#### INPUT
--------

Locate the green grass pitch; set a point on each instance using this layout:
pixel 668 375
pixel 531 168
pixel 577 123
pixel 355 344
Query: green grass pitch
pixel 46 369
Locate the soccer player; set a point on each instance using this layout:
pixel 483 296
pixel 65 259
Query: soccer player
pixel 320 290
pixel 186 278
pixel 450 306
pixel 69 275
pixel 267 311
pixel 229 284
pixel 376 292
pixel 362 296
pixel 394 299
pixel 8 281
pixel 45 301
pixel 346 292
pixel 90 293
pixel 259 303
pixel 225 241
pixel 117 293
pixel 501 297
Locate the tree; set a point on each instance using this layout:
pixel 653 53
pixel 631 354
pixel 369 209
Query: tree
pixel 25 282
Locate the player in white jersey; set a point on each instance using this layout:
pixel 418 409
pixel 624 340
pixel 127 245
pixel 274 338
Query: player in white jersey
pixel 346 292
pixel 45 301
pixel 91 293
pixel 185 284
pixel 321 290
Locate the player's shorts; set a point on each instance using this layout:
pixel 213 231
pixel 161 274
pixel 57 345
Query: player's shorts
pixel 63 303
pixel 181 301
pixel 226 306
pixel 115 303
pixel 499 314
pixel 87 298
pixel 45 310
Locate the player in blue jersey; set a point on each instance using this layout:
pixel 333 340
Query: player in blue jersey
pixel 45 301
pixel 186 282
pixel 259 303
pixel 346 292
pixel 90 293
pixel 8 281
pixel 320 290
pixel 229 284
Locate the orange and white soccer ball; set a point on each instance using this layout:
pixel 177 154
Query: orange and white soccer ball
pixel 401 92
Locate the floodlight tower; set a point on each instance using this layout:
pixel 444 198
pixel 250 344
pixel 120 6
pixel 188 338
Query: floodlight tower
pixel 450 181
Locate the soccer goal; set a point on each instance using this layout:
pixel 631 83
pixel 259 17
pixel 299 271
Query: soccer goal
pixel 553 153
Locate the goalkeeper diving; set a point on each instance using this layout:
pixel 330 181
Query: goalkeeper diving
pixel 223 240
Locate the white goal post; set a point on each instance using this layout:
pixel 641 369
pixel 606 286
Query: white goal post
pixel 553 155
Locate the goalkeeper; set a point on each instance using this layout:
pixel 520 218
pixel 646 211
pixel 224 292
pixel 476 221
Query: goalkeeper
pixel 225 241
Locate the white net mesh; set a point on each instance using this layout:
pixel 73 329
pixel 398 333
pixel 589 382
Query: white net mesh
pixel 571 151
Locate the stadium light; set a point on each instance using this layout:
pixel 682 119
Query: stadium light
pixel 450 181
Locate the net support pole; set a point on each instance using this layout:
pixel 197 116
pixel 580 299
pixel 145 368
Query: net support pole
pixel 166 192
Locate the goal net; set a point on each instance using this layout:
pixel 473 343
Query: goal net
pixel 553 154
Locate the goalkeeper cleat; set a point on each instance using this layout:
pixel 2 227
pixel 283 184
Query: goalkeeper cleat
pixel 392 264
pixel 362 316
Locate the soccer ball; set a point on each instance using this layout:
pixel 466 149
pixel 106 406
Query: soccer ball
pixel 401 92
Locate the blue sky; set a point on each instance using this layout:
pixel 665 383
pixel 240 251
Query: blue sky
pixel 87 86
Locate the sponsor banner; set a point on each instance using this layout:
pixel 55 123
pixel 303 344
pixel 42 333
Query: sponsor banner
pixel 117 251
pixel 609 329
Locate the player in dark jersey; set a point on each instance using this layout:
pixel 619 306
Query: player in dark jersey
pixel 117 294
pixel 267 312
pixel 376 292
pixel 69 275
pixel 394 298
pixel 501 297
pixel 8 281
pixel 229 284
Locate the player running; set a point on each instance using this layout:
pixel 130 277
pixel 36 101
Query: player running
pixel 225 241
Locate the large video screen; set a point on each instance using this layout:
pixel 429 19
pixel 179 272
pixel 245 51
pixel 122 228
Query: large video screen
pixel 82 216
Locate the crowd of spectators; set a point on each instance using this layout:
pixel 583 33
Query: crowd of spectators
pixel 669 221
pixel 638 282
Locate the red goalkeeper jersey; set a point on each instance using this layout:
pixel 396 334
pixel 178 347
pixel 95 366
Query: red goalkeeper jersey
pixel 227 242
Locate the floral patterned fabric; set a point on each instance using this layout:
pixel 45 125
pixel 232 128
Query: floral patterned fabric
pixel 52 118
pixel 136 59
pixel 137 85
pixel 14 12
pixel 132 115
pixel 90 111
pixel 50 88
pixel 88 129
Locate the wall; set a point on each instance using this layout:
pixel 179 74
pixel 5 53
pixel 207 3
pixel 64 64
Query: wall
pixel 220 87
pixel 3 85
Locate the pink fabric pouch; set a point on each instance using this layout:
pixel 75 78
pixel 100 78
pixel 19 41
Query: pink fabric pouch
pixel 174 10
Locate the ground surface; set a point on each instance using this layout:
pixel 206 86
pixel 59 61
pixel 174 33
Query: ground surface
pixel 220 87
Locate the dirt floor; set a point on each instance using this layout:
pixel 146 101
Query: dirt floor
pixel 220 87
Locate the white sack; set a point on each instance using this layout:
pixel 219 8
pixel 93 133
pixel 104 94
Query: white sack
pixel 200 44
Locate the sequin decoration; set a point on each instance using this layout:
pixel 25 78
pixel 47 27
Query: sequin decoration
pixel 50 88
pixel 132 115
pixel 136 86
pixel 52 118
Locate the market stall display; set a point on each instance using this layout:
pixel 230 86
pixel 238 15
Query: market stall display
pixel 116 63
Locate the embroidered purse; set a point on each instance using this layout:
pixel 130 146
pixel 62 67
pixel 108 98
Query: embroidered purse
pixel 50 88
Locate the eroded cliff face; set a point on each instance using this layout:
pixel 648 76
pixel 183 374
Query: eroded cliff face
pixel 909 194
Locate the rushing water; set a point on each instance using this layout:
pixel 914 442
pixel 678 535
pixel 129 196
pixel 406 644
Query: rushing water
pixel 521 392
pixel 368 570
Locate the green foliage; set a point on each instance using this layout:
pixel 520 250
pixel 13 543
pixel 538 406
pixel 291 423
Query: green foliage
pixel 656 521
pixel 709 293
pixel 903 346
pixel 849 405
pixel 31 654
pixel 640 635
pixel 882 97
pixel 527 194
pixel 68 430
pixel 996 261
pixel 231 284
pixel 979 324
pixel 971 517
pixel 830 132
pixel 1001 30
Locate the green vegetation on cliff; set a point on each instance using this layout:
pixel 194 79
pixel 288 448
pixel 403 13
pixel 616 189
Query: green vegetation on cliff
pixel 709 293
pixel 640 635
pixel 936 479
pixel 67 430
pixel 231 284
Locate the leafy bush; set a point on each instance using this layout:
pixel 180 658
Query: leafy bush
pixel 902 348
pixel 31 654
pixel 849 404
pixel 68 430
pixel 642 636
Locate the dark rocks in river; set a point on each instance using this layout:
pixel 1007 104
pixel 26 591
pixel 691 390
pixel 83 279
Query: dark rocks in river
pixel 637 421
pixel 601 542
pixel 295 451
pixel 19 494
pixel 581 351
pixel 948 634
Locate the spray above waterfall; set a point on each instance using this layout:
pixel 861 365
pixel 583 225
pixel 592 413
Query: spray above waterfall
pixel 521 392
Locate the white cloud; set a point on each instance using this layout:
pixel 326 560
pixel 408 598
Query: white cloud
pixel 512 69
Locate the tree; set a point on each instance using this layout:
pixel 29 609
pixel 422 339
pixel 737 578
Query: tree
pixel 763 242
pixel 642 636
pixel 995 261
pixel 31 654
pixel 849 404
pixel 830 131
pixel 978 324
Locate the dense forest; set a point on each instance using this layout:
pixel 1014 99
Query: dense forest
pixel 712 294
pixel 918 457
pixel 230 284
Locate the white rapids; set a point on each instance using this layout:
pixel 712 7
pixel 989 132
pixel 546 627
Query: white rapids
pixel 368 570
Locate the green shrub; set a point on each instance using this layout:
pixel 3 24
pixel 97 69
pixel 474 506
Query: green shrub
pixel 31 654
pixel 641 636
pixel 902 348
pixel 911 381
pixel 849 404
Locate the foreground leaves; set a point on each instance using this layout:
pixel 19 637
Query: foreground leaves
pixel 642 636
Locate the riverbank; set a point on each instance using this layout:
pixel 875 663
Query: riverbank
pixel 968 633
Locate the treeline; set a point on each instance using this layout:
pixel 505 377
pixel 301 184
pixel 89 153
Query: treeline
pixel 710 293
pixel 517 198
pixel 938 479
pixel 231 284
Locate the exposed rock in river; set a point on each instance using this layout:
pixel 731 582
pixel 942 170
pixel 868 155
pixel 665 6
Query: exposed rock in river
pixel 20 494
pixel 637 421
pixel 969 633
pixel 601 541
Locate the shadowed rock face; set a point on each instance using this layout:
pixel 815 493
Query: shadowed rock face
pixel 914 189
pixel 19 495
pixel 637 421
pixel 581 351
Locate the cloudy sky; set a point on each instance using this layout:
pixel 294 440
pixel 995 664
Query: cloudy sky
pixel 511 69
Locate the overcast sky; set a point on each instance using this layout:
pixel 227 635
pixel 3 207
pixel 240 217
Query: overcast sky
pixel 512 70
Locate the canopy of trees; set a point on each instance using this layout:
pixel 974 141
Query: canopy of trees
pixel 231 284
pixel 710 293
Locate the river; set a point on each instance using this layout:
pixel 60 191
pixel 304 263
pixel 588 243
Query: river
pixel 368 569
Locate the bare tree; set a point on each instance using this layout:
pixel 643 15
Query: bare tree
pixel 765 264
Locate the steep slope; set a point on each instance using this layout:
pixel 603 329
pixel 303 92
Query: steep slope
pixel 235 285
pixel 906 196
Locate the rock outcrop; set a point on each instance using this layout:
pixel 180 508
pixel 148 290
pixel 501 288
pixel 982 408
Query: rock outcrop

--------

#### EXERCISE DIRECTIONS
Return each line exactly, beginning at the start of the material above and ending at the line that includes "Locate the soccer player;", with both of those kept.

#### RESULT BELOW
Locate the green grass pitch; set a point on each instance using this layout:
pixel 668 375
pixel 531 168
pixel 577 123
pixel 355 344
Query: green grass pitch
pixel 46 369
Locate the soccer player; set a point on each instance using this layout:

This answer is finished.